**PASSAGE SHOWN:**
BEGIN

BA: It definitely makes sense and I couldn’t agree with you more. What about the new materialist stance of Karen Barad, Jane Bennett, Stacy Alaimo, or some other material feminists? There is this growing discussion of the new materialisms in alignment with the concept of the posthuman because what, for example, Karen Barad refers to as “posthuman performativity” is actually some sort of a derivation of the idea that it has nothing to do with transhumanism and we can never separate the mind from the body, or discourse from matter in that array. But they speak a whole different language than Katherine Hayles or yourself. So, what is your take on these new developments?
KL: Well, I haven’t really engaged with feminist attitudes toward the posthuman. The only person of those three that I’ve even engaged with is Karen Barad and that was at conferences talking to her mostly about her idea of quantum entanglement. She doesn’t, at least in my conversations with her, connect quantum entanglement tightly with feminist ideas; she connects it more with ideas of posthumanism as far as I understand her. If quantum entanglement across the universe is possible, if two quanta can communicate with each other regardless of space and time, then that also implies we can do the same thing; there’s a lot more connectivity involved in our existence with everything than we like to think. I like that concept because it also connects with the Gaia principle, the Hindu idea of Gaia that the whole planet is a living being, which I increasingly think is probably true. I mean, the skin of the planet is simply a huge organic collection of various types of interactive matter and that’s what our bodies are too. If we have a consciousness, it’s possible the planet does as well. So, I tend to wander into those areas more than I do into feminism because it’s the direction I started in at the beginning.

END

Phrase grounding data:

BEGIN

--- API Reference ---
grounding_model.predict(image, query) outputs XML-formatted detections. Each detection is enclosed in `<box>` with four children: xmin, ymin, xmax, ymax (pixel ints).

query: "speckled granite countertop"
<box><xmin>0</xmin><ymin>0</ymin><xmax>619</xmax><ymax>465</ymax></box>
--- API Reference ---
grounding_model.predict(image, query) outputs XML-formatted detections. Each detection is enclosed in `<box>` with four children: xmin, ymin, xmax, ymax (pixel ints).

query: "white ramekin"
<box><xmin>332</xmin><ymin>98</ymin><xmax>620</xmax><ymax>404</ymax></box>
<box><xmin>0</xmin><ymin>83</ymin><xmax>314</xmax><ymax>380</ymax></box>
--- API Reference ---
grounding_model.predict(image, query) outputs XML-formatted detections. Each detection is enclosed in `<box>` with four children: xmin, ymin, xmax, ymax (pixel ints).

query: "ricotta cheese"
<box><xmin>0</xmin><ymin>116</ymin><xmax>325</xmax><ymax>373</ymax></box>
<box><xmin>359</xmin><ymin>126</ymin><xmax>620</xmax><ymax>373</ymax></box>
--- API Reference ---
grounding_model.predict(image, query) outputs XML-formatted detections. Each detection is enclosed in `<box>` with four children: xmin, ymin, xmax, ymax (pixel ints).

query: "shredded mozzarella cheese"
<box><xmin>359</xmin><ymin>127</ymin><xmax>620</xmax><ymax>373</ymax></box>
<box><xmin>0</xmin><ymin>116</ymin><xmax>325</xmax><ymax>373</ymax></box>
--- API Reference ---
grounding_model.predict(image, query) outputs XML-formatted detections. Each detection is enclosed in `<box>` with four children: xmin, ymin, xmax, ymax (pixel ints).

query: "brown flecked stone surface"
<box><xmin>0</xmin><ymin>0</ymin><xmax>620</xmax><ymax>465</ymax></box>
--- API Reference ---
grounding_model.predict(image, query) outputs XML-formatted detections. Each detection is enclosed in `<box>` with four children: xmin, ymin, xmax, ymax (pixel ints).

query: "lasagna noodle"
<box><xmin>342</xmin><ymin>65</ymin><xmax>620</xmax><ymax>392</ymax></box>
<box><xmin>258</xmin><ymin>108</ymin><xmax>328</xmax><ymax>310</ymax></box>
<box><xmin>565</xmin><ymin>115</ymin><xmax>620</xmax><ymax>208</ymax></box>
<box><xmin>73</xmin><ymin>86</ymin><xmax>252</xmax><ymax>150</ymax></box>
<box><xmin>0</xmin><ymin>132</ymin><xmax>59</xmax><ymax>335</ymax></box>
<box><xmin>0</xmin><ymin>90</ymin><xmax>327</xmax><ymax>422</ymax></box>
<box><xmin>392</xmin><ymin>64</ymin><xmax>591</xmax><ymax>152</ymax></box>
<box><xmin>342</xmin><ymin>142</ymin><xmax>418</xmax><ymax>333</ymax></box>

END

**DESCRIPTION OF THE TASK:**
Reproduce the interview excerpt in full, word for word.

**RESULT:**
BA: It definitely makes sense and I couldn’t agree with you more. What about the new materialist stance of Karen Barad, Jane Bennett, Stacy Alaimo, or some other material feminists? There is this growing discussion of the new materialisms in alignment with the concept of the posthuman because what, for example, Karen Barad refers to as “posthuman performativity” is actually some sort of a derivation of the idea that it has nothing to do with transhumanism and we can never separate the mind from the body, or discourse from matter in that array. But they speak a whole different language than Katherine Hayles or yourself. So, what is your take on these new developments?
KL: Well, I haven’t really engaged with feminist attitudes toward the posthuman. The only person of those three that I’ve even engaged with is Karen Barad and that was at conferences talking to her mostly about her idea of quantum entanglement. She doesn’t, at least in my conversations with her, connect quantum entanglement tightly with feminist ideas; she connects it more with ideas of posthumanism as far as I understand her. If quantum entanglement across the universe is possible, if two quanta can communicate with each other regardless of space and time, then that also implies we can do the same thing; there’s a lot more connectivity involved in our existence with everything than we like to think. I like that concept because it also connects with the Gaia principle, the Hindu idea of Gaia that the whole planet is a living being, which I increasingly think is probably true. I mean, the skin of the planet is simply a huge organic collection of various types of interactive matter and that’s what our bodies are too. If we have a consciousness, it’s possible the planet does as well. So, I tend to wander into those areas more than I do into feminism because it’s the direction I started in at the beginning.